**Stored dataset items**
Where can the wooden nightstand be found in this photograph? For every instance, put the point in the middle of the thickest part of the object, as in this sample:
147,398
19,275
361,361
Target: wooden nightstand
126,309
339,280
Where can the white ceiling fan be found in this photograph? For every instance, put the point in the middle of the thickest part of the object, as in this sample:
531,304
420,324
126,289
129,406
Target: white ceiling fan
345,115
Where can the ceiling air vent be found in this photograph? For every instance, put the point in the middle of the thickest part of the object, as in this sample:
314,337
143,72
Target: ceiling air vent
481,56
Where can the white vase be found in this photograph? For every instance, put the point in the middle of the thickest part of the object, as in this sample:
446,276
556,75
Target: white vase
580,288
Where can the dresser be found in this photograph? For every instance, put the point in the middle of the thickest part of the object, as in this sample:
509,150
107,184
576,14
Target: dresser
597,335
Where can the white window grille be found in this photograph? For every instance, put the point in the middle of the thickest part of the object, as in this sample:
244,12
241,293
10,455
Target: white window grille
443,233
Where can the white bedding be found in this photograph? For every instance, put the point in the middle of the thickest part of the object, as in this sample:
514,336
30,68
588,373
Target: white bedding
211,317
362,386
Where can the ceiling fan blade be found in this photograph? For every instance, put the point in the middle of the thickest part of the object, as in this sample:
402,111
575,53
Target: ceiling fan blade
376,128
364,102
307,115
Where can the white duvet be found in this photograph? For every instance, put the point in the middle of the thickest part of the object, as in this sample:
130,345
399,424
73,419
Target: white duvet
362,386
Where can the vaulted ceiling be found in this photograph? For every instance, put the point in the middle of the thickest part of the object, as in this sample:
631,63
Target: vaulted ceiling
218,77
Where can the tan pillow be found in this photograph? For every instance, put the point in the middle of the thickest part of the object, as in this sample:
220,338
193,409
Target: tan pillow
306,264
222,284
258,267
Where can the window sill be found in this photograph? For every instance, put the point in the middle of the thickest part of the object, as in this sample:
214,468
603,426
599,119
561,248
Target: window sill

**Instructions to follow**
Find and copy each line of the data where "sill" is present.

**Problem solution**
Where can the window sill be found in this photograph? For every instance, put the point in the middle of the thickest part of the object, as in this sample:
Target: window sill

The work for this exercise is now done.